**Exercise objective:** Return each line of the material below word for word, omitting the pictures.

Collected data
------
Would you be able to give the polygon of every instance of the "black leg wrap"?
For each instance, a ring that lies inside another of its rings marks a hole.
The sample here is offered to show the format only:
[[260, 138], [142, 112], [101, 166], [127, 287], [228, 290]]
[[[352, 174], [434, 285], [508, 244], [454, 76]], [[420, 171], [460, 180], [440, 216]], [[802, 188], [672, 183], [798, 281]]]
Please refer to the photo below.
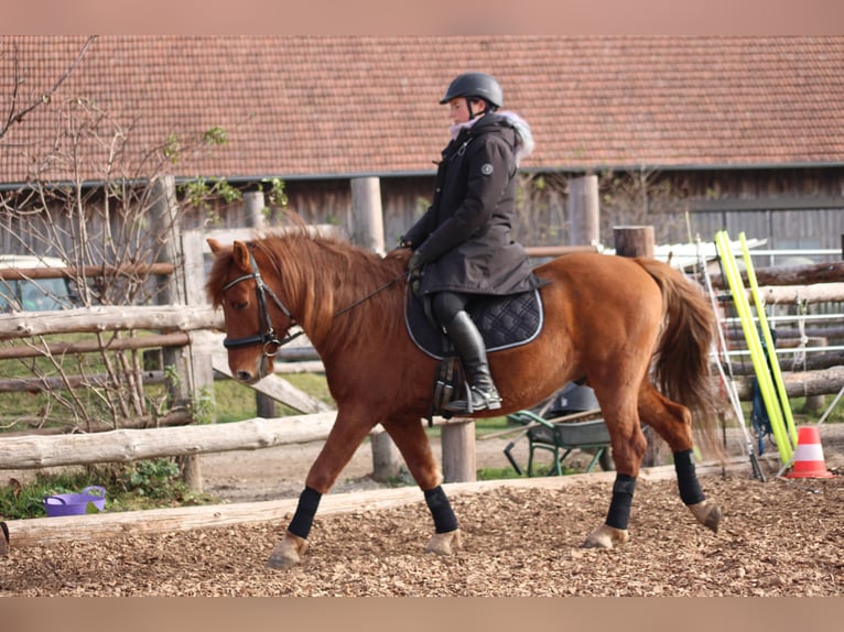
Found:
[[293, 520], [290, 521], [288, 531], [293, 535], [307, 540], [307, 534], [311, 533], [311, 526], [314, 523], [314, 515], [320, 506], [320, 500], [323, 498], [315, 489], [306, 487], [299, 497], [299, 504], [296, 505], [296, 513], [293, 514]]
[[694, 473], [694, 455], [692, 450], [674, 453], [674, 470], [677, 471], [677, 484], [680, 488], [680, 498], [685, 504], [696, 504], [706, 500], [706, 495]]
[[616, 475], [616, 482], [613, 484], [613, 501], [609, 503], [609, 512], [607, 513], [608, 526], [627, 529], [635, 491], [636, 478], [623, 473]]
[[445, 492], [441, 486], [424, 492], [428, 509], [434, 519], [434, 531], [436, 533], [448, 533], [457, 529], [457, 516], [454, 515], [452, 504], [448, 502]]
------
**Response to the task:**
Would you be able to give the polygon of every instance of the "black leg wrap"?
For each instance, a ring that lies inside another of its rings marks a hole.
The sample here is offered to show the format only:
[[260, 138], [142, 112], [101, 166], [127, 287], [228, 290]]
[[[352, 174], [434, 285], [508, 244], [454, 76]], [[420, 171], [460, 180], [440, 216]], [[802, 188], [672, 183], [798, 281]]]
Please refer to the photo below.
Found:
[[293, 520], [290, 521], [288, 531], [293, 535], [307, 540], [307, 534], [311, 533], [311, 526], [314, 523], [314, 515], [320, 506], [320, 500], [323, 498], [315, 489], [306, 487], [299, 497], [299, 504], [296, 505], [296, 513], [293, 514]]
[[694, 473], [694, 455], [692, 450], [674, 453], [674, 470], [677, 471], [677, 484], [680, 488], [680, 498], [685, 504], [696, 504], [706, 500], [706, 495]]
[[616, 475], [616, 482], [613, 484], [613, 501], [609, 503], [609, 512], [607, 513], [608, 526], [627, 529], [635, 491], [636, 478], [623, 473]]
[[445, 492], [441, 486], [424, 492], [428, 509], [434, 519], [434, 531], [436, 533], [448, 533], [457, 529], [457, 516], [454, 515], [452, 504], [448, 502]]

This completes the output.